(Saved entries)
________________

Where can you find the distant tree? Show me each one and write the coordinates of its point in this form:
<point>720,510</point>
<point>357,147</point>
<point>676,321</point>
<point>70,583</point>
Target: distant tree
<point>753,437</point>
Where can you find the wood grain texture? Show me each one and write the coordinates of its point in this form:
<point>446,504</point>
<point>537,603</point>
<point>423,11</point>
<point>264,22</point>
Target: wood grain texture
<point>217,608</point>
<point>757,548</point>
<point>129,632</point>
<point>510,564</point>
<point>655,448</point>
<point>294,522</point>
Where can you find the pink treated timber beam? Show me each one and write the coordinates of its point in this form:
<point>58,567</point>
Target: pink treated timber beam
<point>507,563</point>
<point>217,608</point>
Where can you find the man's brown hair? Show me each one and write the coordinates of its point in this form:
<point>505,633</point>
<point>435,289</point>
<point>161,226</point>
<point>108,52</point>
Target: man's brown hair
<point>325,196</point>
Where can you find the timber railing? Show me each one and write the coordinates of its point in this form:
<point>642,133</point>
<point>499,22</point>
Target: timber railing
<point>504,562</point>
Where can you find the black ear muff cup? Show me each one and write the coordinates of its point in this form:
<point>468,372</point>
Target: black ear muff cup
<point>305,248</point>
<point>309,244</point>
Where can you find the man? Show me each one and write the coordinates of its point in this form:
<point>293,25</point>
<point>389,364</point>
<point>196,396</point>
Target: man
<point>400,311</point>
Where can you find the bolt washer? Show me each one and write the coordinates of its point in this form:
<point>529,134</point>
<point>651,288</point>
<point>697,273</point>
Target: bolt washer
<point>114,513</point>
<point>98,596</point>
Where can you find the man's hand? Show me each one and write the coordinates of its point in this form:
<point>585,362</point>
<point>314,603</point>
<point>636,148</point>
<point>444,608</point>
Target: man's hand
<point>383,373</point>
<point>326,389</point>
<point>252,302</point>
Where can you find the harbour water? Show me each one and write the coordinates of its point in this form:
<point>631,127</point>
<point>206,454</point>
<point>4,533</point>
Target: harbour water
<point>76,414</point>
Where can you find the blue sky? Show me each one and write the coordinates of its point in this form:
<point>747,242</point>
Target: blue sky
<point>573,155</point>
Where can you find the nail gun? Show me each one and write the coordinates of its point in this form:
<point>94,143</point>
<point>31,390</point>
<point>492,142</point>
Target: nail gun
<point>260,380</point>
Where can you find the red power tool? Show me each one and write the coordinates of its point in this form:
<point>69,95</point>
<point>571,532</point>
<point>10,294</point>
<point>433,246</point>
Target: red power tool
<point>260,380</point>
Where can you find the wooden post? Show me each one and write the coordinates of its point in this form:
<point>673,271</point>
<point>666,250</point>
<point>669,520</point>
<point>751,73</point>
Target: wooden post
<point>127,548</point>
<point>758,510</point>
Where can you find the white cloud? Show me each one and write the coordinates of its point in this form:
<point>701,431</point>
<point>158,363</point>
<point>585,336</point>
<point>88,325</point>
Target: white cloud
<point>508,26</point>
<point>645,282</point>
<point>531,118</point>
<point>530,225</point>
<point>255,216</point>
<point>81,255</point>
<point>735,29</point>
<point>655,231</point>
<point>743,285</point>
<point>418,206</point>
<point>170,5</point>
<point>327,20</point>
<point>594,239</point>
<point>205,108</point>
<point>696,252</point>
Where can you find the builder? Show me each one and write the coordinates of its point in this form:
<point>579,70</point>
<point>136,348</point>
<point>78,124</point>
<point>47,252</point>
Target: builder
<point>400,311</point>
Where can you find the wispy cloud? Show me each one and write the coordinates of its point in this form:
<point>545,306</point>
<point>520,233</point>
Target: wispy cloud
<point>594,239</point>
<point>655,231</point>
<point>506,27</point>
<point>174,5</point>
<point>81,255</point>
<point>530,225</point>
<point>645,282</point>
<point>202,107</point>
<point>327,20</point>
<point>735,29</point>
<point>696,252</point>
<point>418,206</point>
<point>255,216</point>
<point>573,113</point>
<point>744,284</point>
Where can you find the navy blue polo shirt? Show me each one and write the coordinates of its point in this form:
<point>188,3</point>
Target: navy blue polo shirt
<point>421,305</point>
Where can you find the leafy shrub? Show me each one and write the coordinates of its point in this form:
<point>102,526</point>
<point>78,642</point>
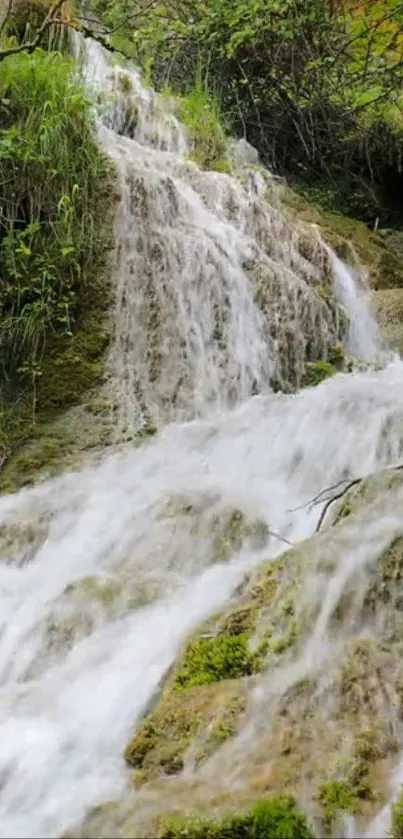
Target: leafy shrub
<point>200,113</point>
<point>209,660</point>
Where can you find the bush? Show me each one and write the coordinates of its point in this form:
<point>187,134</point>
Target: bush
<point>200,113</point>
<point>277,818</point>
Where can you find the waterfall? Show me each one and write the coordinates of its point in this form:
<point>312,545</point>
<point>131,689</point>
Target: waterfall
<point>102,575</point>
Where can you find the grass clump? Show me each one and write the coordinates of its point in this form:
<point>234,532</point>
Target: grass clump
<point>200,112</point>
<point>54,219</point>
<point>316,372</point>
<point>396,831</point>
<point>209,660</point>
<point>336,797</point>
<point>278,817</point>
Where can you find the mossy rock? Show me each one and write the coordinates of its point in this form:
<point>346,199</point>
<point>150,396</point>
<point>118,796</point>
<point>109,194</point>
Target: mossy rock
<point>350,238</point>
<point>316,372</point>
<point>387,305</point>
<point>204,718</point>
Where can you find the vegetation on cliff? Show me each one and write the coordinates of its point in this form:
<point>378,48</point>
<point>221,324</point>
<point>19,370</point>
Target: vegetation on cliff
<point>55,201</point>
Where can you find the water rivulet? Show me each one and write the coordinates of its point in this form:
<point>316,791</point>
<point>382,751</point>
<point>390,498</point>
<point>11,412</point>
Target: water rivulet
<point>106,572</point>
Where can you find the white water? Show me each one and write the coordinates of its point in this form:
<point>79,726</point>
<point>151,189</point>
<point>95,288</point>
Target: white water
<point>75,671</point>
<point>364,339</point>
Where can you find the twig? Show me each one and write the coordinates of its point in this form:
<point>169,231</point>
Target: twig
<point>335,498</point>
<point>318,498</point>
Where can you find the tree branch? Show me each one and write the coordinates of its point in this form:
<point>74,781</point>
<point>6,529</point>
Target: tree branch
<point>30,46</point>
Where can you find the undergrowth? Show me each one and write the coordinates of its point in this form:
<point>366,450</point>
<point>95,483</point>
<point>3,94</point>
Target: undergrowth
<point>209,660</point>
<point>199,111</point>
<point>277,818</point>
<point>54,203</point>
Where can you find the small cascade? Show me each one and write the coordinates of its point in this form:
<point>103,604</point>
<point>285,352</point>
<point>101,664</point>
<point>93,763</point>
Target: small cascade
<point>363,340</point>
<point>218,296</point>
<point>105,572</point>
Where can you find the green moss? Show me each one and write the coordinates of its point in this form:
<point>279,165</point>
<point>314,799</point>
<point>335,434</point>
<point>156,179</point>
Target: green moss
<point>276,817</point>
<point>316,371</point>
<point>337,356</point>
<point>222,728</point>
<point>239,621</point>
<point>204,713</point>
<point>335,797</point>
<point>208,660</point>
<point>397,818</point>
<point>349,238</point>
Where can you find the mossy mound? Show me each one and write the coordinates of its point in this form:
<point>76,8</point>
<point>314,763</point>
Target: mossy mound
<point>350,238</point>
<point>180,732</point>
<point>388,309</point>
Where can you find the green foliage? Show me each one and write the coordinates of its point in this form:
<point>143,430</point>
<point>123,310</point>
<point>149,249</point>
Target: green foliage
<point>317,90</point>
<point>209,660</point>
<point>336,797</point>
<point>316,372</point>
<point>200,113</point>
<point>53,207</point>
<point>397,819</point>
<point>276,817</point>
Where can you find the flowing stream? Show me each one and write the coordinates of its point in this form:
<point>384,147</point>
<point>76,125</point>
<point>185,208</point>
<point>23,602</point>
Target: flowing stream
<point>76,671</point>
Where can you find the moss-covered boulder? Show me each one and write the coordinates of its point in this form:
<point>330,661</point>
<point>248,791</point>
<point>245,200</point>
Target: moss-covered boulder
<point>350,239</point>
<point>306,699</point>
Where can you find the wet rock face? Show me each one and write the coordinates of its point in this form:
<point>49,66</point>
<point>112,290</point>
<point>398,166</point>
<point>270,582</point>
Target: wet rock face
<point>316,707</point>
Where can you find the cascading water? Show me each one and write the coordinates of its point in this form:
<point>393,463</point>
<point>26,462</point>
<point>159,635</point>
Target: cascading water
<point>102,575</point>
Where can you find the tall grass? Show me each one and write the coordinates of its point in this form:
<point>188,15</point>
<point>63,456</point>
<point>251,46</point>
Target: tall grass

________________

* Task
Write only the number of lines above that contain "tall".

* Solution to the exercise
2